WRITTEN REQUEST A: Copy out word for word the part of the records that opens with the line containing "of the crowd" and runs through the end of the records, including both ends.
* * * *
Unless otherwise agreed, these General Terms and Conditions shall apply exclusively to the provision of "WINPACCS" and pre-contractual obligations relating hereto. Other contractual terms and conditions of the Customer shall not become part of the contract, even if mbi does not expressly object to them.

Art. 2 Subject matter of the contract

  1. The Subject matter of the contract is the utilisation of the standard software “WINPACCS” on a rental basis. WINPACCS consists of the WINPACCS Cloud web application and the locally installable WINPACCS Accounting and WINPACCS Cashbook applications.
  2. The current version of the WINPACCS price list applies.
  3. Diverging arrangements are subject to acceptance in written form. The acceptance of a guarantee for certain properties (composition) are subject to confirmation in written form by mbi.

Art. 3 Contracts and Offers

  1. Subject to a separate arrangement the contract shall be concluded upon receipt of the order confirmation, at the latest when the service is provided by mbi.
  2. Delivery dates and deadlines are only mandatory if they have been designated as such by mbi in written form.
  3. All offers of mbi are non-binding, except if otherwise stated in an offer. mbi reserves the right to perform minor changes for technical reasons, even after the Customer has accepted the offer.

Art. 4 Responsibilities and Obligations of the Customer

  1. The Customer has the following responsibilities in particular:
    1. For each direct debit not honoured or returned the Customer is obliged to refund the costs to mbi to the extent of his responsibility of the occurrence.
    2. After having issued a fault report, the Customer is obliged to refund the costs to mbi for checking their technical installations, if no malfunction in the technical installations of mbi is found and the Customer could have discovered this by reasonable troubleshooting.
* * * *
WRITTEN REQUEST B: According to the terms and conditions excerpt, which applications make up WINPACCS?

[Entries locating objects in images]
* * * *
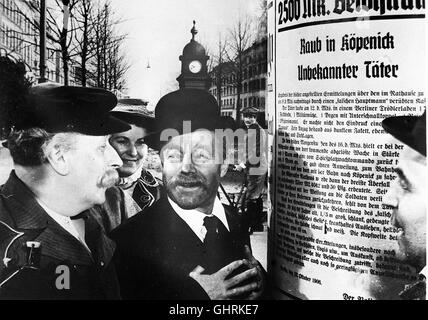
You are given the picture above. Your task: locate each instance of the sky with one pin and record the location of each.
(158, 30)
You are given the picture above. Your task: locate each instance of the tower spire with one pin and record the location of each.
(193, 31)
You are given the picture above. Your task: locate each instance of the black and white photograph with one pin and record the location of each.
(213, 151)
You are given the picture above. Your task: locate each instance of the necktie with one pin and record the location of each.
(215, 244)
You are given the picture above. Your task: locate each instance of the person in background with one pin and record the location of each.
(255, 166)
(138, 188)
(408, 195)
(51, 245)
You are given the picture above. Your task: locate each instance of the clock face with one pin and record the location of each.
(195, 66)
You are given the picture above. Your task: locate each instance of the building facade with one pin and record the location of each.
(224, 81)
(19, 39)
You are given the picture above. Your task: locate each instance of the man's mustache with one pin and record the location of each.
(191, 180)
(109, 179)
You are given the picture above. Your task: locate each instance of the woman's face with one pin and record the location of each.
(131, 149)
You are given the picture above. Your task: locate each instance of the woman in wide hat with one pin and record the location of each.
(138, 188)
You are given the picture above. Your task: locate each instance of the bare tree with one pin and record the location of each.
(84, 14)
(240, 39)
(109, 62)
(220, 70)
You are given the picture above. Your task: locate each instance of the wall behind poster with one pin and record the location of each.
(340, 68)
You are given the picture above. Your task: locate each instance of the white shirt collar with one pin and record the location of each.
(195, 218)
(127, 181)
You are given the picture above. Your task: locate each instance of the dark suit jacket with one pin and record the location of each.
(91, 276)
(156, 251)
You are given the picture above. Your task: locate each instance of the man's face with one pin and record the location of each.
(249, 119)
(407, 196)
(131, 149)
(92, 168)
(190, 173)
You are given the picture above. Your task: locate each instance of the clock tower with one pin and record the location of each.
(194, 73)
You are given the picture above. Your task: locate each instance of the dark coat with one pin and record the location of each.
(91, 276)
(156, 251)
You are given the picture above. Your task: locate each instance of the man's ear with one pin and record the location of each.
(58, 160)
(223, 168)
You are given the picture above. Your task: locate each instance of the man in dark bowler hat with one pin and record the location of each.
(187, 245)
(255, 167)
(407, 196)
(51, 246)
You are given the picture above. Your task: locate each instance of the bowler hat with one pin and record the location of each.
(185, 109)
(58, 108)
(134, 111)
(250, 110)
(410, 130)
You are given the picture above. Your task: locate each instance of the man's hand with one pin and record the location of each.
(218, 288)
(238, 168)
(261, 280)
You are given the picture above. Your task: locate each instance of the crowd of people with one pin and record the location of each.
(80, 218)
* * * *
COMPLETE RESPONSE A:
You are given the picture above. Your task: locate each instance of the crowd of people with one pin and record the location of each.
(80, 218)

COMPLETE RESPONSE B: The WINPACCS Cloud web application and the locally installable WINPACCS Accounting and WINPACCS Cashbook applications.